Das Einkaufszentrum Killesberger Höhe erfüllt aus Sicht der meisten Mieter und Kunden die Erwartungen.

Stuttgart - Wenn Edgar Selge in Stuttgart ist, kauft der Schauspieler (vielen bekannt als Tauber im Polizeiruf 110) bei Saedeh Razavinia ein: in Zitrone eingelegte Oliven, Frischkäse, in Mango eingelegte Artischocken – Antipasti, nach Razavinias Rezepten persisch gewürzt. „Toll, dass es so ein Feinkostgeschäft gibt. Das Mythos ist ein ganz besonderer Laden“, schwärmt der 68-Jährige, der demnächst in dem Stück „Des Tages lange Reise in die Nacht“ im Schauspielhaus gastiert und dort auch der Richter Adam in Kleists zerbrochenem Krug und Peer Gynt in Ibsens gleichnamigem Drama war. Razavinia hingegen ist nicht so begeistert. Sie hat zwar Stammkunden, doch der Zulauf aus anderen Quartieren sei gering und die Mieten relativ hoch, klagt sie.

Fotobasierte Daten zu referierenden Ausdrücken
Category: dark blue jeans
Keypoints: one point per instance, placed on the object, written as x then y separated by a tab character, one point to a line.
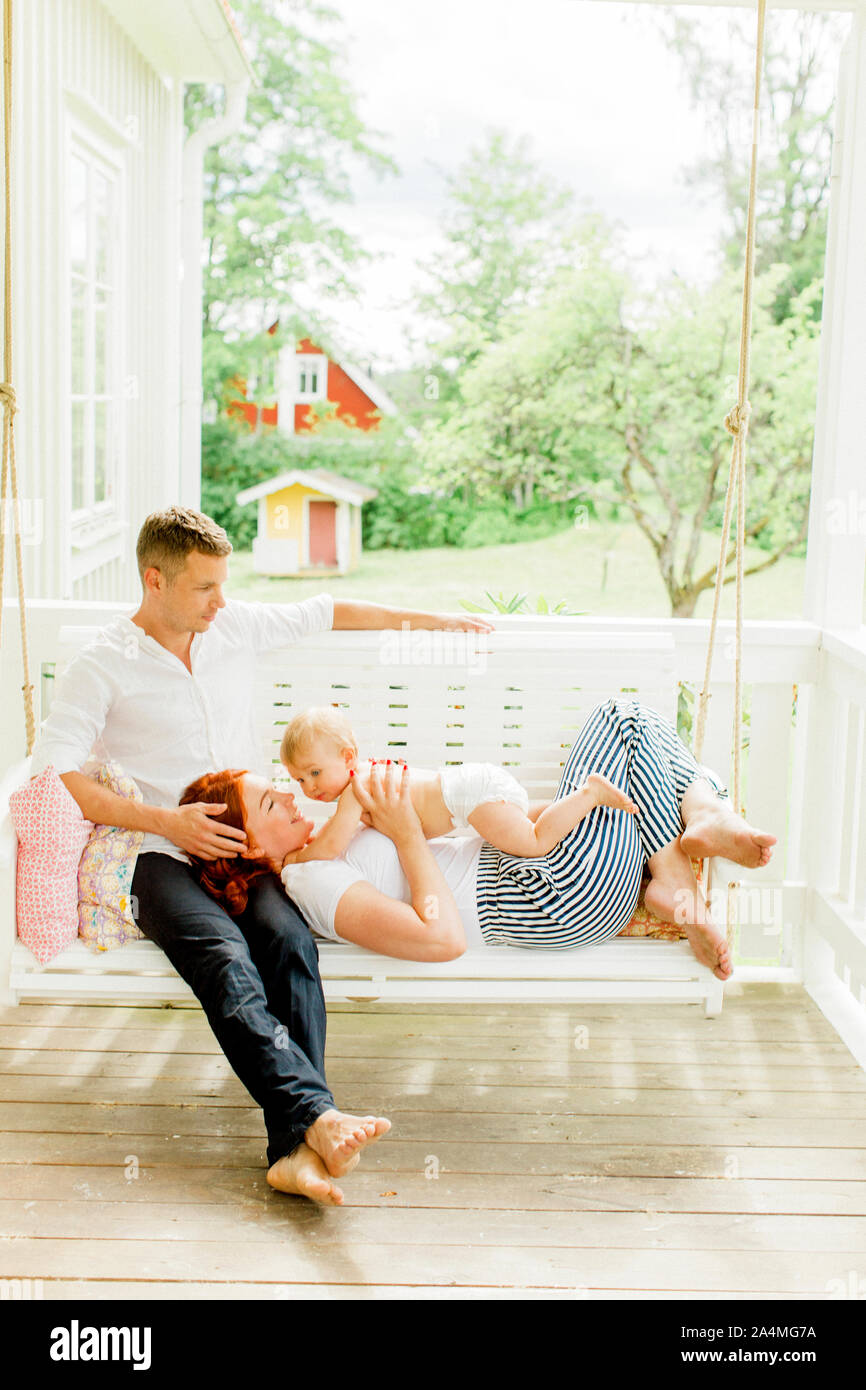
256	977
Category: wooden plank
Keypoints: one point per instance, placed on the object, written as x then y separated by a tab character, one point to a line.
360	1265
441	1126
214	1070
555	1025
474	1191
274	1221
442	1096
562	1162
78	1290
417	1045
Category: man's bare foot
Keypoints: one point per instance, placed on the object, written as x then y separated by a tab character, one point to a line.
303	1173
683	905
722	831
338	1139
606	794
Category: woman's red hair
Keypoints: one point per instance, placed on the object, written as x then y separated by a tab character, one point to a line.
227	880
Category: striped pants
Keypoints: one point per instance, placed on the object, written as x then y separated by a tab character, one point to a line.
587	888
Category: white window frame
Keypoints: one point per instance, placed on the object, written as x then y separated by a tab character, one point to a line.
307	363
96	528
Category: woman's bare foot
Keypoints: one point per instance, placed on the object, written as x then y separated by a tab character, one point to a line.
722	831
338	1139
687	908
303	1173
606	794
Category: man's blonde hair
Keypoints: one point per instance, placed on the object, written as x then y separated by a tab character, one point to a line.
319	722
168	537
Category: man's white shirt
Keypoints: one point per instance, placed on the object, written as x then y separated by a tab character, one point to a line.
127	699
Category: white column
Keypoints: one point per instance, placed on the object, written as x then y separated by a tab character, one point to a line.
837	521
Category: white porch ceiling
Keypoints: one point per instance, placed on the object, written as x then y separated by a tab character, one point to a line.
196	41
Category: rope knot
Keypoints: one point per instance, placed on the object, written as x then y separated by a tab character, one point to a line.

§ **Aufgabenliste**
A - Wie heißt laut dem Text über das Einkaufszentrum Killesberger Höhe das Feinkostgeschäft von Saedeh Razavinia?
B - Führe den Text über das Einkaufszentrum Killesberger Höhe im Anschluss an seinen letzten Satz weiter.

§ **Antworten**
A - Mythos

B -
Das Modegeschäft La Chemise hat ein Jahr nach Eröffnung des Zentrums aufgegeben, dann kam das Aus des Möbelhändlers Fleiner, und jetzt sind das Restaurant Scholz am Park samt der dazugehörigen Eisdiele und dem Blumenladen insolvent. Geht das Konzept eines Stadtquartiers mit 110 Wohnungen und 25 Geschäften auf 12 000 Quadratmeter doch nicht auf?

Die Centermanagerin Birgit Greuter schüttelt energisch den Kopf. „Fleiner kam aus Stuttgart-West an den Killesberg, hatte hier oben die doppelte Kundenfrequenz. Die Insolvenz hatte nichts mit dem Standort, sondern mit internen Problemen zu tun“, sagt sie. Zu Scholz will sie sich nicht äußern. Nur soviel: „Am Standort liegt auch das nicht.“ Außerdem habe eine Kundenbefragungen ergeben, dass Bürger sehr zufrieden sind. „Es gibt alles, und wir decken alle Preisklassen ab“, so Greuter. In der Tat: Es gibt je zwei Lebensmitteldiscounter und Bankfilialen, Bio- und Feinkost, Kiosk, Buchladen, Optiker, Bäcker, Friseur, Apotheke und Ärztehaus.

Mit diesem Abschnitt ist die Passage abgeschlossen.